■ **Data extracts**:
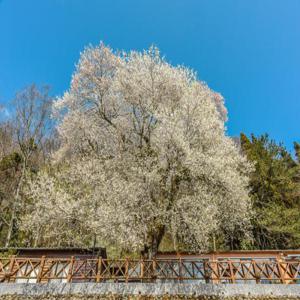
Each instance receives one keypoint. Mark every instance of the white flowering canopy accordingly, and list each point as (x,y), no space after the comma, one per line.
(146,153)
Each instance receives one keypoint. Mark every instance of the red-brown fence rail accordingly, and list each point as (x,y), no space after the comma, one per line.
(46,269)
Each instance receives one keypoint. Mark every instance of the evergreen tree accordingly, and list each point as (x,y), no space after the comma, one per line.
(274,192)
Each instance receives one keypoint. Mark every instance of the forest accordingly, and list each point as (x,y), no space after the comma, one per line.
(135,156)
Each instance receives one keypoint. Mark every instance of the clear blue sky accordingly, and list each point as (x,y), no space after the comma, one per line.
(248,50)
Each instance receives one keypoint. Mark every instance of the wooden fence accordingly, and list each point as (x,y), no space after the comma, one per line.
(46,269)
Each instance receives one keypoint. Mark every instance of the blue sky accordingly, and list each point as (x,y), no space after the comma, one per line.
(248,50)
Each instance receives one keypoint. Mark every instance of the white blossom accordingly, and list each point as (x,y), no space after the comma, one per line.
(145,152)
---
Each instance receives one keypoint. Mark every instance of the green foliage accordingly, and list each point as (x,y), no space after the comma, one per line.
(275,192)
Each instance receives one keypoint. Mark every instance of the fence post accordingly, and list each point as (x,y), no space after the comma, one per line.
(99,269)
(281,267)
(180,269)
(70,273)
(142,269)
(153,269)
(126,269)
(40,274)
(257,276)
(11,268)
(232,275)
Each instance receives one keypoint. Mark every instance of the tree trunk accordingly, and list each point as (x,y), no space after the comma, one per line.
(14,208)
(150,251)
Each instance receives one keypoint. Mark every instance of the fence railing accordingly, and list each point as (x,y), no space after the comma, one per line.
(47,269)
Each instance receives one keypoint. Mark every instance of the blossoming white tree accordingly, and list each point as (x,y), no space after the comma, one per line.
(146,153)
--
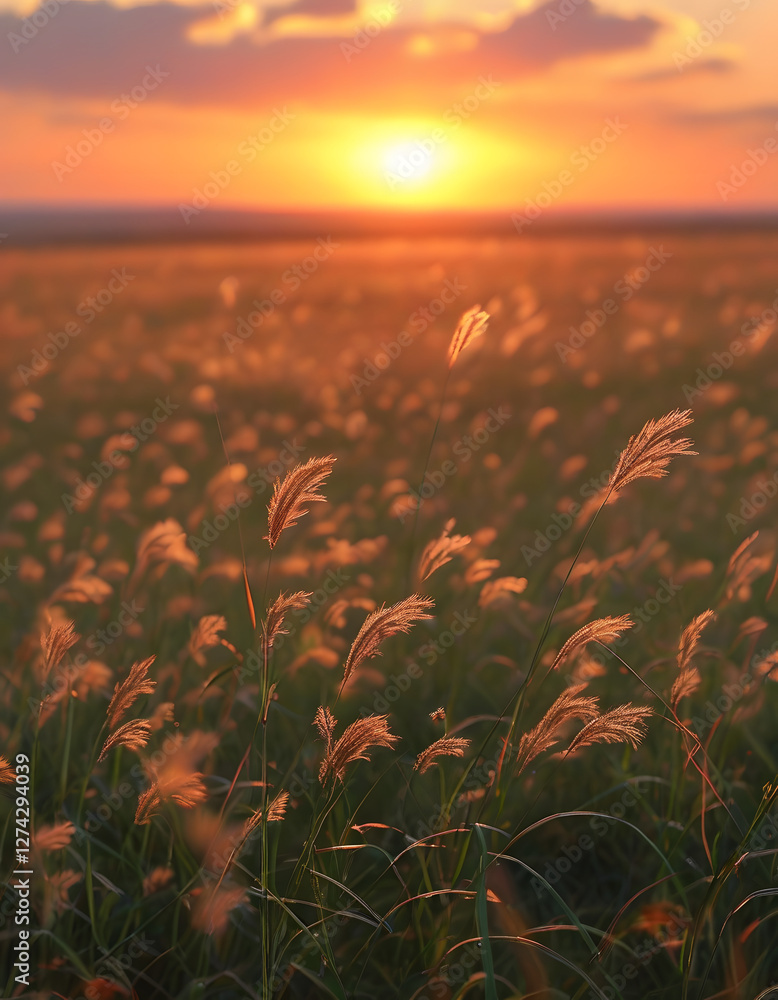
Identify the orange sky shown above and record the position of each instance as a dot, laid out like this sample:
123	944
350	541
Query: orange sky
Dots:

■ **What this task involves**:
Find and copy each line above holding "orange".

■ **Written reply**:
Identify the orange sky shown above and record the position of each instance as a dot, laid out like this sample:
Query: orange sky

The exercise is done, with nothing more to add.